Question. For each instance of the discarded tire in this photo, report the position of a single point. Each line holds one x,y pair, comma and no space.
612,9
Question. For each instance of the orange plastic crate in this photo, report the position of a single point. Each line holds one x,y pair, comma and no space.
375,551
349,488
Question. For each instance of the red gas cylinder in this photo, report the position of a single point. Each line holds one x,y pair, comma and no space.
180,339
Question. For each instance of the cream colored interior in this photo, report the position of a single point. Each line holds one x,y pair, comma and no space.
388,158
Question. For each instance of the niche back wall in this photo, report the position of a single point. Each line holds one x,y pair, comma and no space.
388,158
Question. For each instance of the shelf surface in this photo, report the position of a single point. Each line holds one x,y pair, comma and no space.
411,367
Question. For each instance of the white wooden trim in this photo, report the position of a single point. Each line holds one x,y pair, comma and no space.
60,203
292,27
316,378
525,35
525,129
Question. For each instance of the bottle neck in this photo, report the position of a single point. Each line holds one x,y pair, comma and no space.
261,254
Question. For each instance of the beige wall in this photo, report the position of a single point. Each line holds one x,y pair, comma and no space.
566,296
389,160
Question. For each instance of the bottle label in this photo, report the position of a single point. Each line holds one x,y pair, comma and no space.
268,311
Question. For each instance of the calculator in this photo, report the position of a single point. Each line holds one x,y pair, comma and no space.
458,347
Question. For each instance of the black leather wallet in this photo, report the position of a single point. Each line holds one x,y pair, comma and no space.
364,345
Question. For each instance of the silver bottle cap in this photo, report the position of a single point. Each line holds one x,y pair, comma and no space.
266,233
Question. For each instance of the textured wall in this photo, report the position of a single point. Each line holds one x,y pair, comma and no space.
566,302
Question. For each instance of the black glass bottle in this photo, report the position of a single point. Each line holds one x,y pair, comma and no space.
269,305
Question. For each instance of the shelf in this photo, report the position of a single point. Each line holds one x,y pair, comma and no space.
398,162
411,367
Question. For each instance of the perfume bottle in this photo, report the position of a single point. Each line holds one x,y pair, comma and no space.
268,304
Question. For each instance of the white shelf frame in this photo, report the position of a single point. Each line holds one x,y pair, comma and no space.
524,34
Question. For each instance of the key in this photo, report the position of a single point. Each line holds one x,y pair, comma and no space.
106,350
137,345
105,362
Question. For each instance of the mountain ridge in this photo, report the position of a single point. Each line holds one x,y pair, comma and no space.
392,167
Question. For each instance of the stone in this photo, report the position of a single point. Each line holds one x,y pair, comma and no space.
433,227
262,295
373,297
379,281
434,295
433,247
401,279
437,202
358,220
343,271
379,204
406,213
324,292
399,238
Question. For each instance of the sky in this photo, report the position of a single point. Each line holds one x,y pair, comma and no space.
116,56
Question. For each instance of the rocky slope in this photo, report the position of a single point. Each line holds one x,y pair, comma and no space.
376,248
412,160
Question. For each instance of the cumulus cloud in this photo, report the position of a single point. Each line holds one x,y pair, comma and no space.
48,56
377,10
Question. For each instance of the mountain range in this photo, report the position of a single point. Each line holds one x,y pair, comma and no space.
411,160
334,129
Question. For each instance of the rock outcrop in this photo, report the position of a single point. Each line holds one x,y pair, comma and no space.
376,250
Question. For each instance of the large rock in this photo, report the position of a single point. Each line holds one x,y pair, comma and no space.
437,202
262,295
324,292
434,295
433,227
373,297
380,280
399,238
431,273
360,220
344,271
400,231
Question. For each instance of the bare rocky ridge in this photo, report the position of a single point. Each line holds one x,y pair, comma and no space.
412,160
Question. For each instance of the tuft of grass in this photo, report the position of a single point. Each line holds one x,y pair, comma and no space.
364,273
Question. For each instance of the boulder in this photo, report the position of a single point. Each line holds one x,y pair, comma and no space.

§ DIRECTIONS
All entries should be transcribed verbatim.

§ ANSWER SECTION
Question. For each instance of the discarded tire in this photo, report the position of a single point. Each line holds one x,y pair, comma and no space.
612,9
Question. For each instance of the orange plastic crate in this photo, report the position of a single point. Each line holds one x,y pair, comma and no space.
375,551
349,488
Question. For each instance of the red gas cylinder in this photo, report the position of a single point. Each line holds one x,y pair, comma and no space.
180,339
Question. For each instance of the cream colored interior in this photo, report the position of a single point. Each line holds one x,y pair, comma and no space.
388,158
Question. For each instance of the niche back wall in this photo, report the position of a single point. Each line holds one x,y pair, comma and no space.
388,158
Question. For each instance of the shelf surface in this photo, report the position of a single point. Each line holds one x,y pair, comma and no space.
411,367
Question. For each instance of the white wooden trim in this photo, report the position of a single point. Each line holds one x,y pair, comma and no space.
60,203
292,27
316,378
525,35
525,129
Question. For each instance of the bottle neck in this photo, report the position of a single point. Each line holds one x,y pair, comma and no space.
261,254
Question. For each instance of the beige wall in this photo, report the position of a single point. Each line holds one x,y pair, comma and no space.
566,296
389,160
Question. For each instance of the bottle label in this photo, report the position of a single point. Each line holds one x,y pair, comma and no space.
268,311
Question. For each instance of the calculator in this photo, report the position of a single point. Each line holds one x,y pair, comma and no space.
458,347
Question. For each instance of the black leather wallet in this photo, report the position of a single point. Each line holds one x,y pair, comma and no space.
364,345
Question. For each instance of the silver bottle cap in this photo, report the position of a single point. Each line holds one x,y pair, comma and no space.
266,233
Question. For each instance of the textured wall in this photo, report the position of a single point. Each line holds one x,y pair, comma and no space.
566,302
Question. For each instance of the black glass bottle in this photo, report the position of a single point. Each line holds one x,y pair, comma and no space.
269,305
Question. For each instance of the shelf in this photo, report the position of a single point. Each line holds one x,y pair, comma and no space.
398,162
411,367
Question. For each instance of the perfume bottle in this photo, report the position of a single point. Each line holds one x,y pair, comma and no space.
268,304
Question. For each instance of the white shelf frame in this photo, report the position of a single point. Each line holds one x,y pair, comma and no space.
524,34
Question. For each instance of the key in this photo, report the position of a single point. Each line holds one x,y pair, comma and no space.
106,350
137,345
105,362
Question. For each instance of the mountain ridge in this photo, report the position of a single point. Each line holds one x,y pair, comma and no space.
392,167
Question. For each instance of the stone in this photo, report the position of a single point. Each line holds one x,y pair, comma and no space.
433,227
262,295
373,297
379,281
434,295
433,247
401,279
437,202
358,220
343,271
379,204
406,213
324,292
399,238
Question. For each instance of the sky in this photo, report the position of a single point. Each line holds one x,y pair, comma and no space.
116,56
Question. For each instance of the rocky slope in this photo, report the position of a single point. Each line holds one x,y pair, comma and no space.
376,248
412,160
Question. For each instance of the cumulus cloud in this photo, report the position of a single point. Each line holds one x,y pair, comma and no space.
48,56
377,10
Question. For each instance of the mountain range in this photo, report the position of a single point. Each line holds one x,y pair, comma and no space.
411,160
334,129
Question. For each instance of the rock outcrop in this photo, report the position of a single point. Each line holds one x,y pair, comma and no space.
376,250
Question. For each instance of the large rock in this photo, report the position of a single point. Each line holds one x,y pair, comma and no space.
437,202
262,295
324,292
434,295
433,227
373,297
380,280
399,238
431,273
360,220
344,271
400,231
Question. For each instance of the bare rocky ridge in this photo, report the position of a single point. Each line holds one x,y pair, comma and no space.
412,160
Question. For each instance of the tuft of grass in this photo, report the position of a single point. Each line holds one x,y pair, comma and no space.
364,273
Question. For each instance of the boulder in this photo, report the position of a single point. Each line holds one x,y pair, comma and no space.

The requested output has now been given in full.